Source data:
----
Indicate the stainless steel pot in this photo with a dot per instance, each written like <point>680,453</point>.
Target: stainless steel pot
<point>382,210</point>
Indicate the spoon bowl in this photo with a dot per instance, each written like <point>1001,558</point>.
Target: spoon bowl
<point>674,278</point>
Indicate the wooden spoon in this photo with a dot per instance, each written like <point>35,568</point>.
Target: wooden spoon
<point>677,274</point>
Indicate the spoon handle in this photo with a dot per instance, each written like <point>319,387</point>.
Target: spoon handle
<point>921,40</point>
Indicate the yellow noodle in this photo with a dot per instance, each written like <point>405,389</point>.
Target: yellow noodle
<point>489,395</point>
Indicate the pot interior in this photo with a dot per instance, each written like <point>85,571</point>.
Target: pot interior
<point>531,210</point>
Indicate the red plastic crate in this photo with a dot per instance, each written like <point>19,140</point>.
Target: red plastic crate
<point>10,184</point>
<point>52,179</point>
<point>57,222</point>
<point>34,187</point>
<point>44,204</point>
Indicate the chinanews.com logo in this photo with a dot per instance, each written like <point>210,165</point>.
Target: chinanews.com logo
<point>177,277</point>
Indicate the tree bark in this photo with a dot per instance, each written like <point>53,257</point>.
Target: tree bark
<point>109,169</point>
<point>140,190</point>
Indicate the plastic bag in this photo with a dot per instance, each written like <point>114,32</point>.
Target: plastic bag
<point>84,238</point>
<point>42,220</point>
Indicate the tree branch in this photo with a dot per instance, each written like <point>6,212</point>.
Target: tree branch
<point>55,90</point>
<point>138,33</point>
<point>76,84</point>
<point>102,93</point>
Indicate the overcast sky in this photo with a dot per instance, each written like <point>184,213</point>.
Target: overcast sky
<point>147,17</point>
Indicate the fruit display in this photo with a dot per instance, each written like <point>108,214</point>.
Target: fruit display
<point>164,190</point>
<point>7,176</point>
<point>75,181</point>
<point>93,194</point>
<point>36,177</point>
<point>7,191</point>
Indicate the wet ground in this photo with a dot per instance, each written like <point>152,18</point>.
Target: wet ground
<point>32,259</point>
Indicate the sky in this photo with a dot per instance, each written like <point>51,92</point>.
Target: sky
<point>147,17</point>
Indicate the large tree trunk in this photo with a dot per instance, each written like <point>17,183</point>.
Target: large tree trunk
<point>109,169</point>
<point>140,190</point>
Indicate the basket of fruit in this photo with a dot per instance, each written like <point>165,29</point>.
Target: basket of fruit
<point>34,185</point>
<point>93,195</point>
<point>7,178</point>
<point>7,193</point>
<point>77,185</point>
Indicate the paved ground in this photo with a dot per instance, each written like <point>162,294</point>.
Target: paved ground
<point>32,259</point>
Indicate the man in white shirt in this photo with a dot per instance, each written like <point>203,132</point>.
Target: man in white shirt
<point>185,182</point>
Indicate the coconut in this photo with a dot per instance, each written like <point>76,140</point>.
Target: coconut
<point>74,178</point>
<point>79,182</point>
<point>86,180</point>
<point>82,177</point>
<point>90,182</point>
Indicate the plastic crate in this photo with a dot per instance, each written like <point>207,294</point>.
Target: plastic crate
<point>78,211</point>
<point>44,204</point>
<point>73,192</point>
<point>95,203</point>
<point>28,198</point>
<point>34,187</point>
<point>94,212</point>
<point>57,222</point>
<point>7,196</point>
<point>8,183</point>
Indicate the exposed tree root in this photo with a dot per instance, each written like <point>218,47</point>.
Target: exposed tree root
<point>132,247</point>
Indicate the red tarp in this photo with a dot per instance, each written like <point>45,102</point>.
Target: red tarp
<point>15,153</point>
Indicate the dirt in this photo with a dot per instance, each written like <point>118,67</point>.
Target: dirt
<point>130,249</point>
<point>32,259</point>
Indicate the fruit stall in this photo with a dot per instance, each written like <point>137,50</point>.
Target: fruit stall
----
▶ What is needed:
Every line above should be written out again exactly as it stands.

▶ Response to the task:
Indicate the stainless steel pot in this photo with a dot per instance, each written like <point>680,453</point>.
Target: stainless steel pot
<point>382,210</point>
Indicate the spoon bowl in this photo with a dot per instance, each written like <point>1001,558</point>.
Target: spoon bowl
<point>674,278</point>
Indicate the wooden spoon in this photo with a dot per instance, each written like <point>35,568</point>.
Target: wooden spoon
<point>677,274</point>
Indicate the spoon handle in this photo with a dot per instance, each written like <point>319,387</point>.
Target: spoon handle
<point>921,40</point>
Indicate the yellow noodle in this photo with a dot per instance, each written like <point>405,389</point>.
Target: yellow noodle
<point>489,395</point>
Indicate the pot interior in this photo with a dot per instance, each written like <point>85,571</point>.
Target: pot interior
<point>531,210</point>
Indicate the red plastic crate in this photo with a dot per instance, each written like <point>19,140</point>.
Target: red plastic crate
<point>10,184</point>
<point>52,179</point>
<point>57,222</point>
<point>34,187</point>
<point>44,204</point>
Indicate the chinanews.com logo in this photo with a dot per instance, each written like <point>210,165</point>.
Target: chinanews.com logo
<point>177,277</point>
Indicate the tree bark in this photo with a dot per instance, each written like <point>53,257</point>.
Target: tree bark
<point>109,169</point>
<point>140,190</point>
Indicate the plastic bag in this photo with a dot per instance, each written like <point>114,32</point>.
Target: plastic bag
<point>84,238</point>
<point>42,220</point>
Indicate the tree branch in this photo with a dot per instance, each written like <point>6,212</point>.
Target: tree branch
<point>55,90</point>
<point>138,33</point>
<point>76,84</point>
<point>102,93</point>
Indicate the overcast sky in this photo with a dot per instance, each written like <point>184,213</point>.
Target: overcast sky
<point>147,17</point>
Indicate the fruit display in this photo with a dot per instance, each written like <point>108,214</point>.
Target: fruit display
<point>164,190</point>
<point>7,176</point>
<point>75,181</point>
<point>93,194</point>
<point>36,177</point>
<point>7,191</point>
Indicate the wet ground in this photo with a dot per instance, each written like <point>152,18</point>.
Target: wet ground
<point>32,259</point>
Indicate the sky in this photo with a dot per instance, each written like <point>51,92</point>.
Target: sky
<point>147,17</point>
Indicate the large tree trunk in this photo with a dot per instance, each written like <point>17,183</point>.
Target: large tree trunk
<point>109,169</point>
<point>140,190</point>
Indicate the basket of fruit in this photo with a dot per instance, each written like <point>165,29</point>.
Target: basket of fruit
<point>34,185</point>
<point>93,195</point>
<point>7,178</point>
<point>7,193</point>
<point>77,185</point>
Indicate the paved ground in this photo with a dot per instance, each written like <point>162,294</point>.
Target: paved ground
<point>32,259</point>
Indicate the man in white shirt in this photo with a dot per instance, each written like <point>203,132</point>.
Target: man in white shirt
<point>185,182</point>
Indicate the coconut in this photo with a dot per instance, each written like <point>76,140</point>.
Target: coconut
<point>74,178</point>
<point>79,182</point>
<point>86,180</point>
<point>82,177</point>
<point>90,182</point>
Indicate the plastic crate in this photo with a dot per instance, each written like <point>207,294</point>.
Target: plastic crate
<point>78,211</point>
<point>44,204</point>
<point>73,192</point>
<point>95,203</point>
<point>28,198</point>
<point>34,187</point>
<point>94,212</point>
<point>57,222</point>
<point>7,196</point>
<point>8,183</point>
Indicate the exposed tree root in this photo with a dot per instance, each written like <point>218,47</point>.
Target: exposed tree root
<point>132,247</point>
Indicate the red tarp in this photo with a dot per instance, each written like <point>45,102</point>.
Target: red tarp
<point>15,153</point>
Indicate the dirt in this photo with a dot per instance, each written like <point>118,67</point>.
Target: dirt
<point>130,249</point>
<point>32,259</point>
Indicate the fruit stall in this photo with a dot per instance, each written like <point>137,50</point>.
Target: fruit stall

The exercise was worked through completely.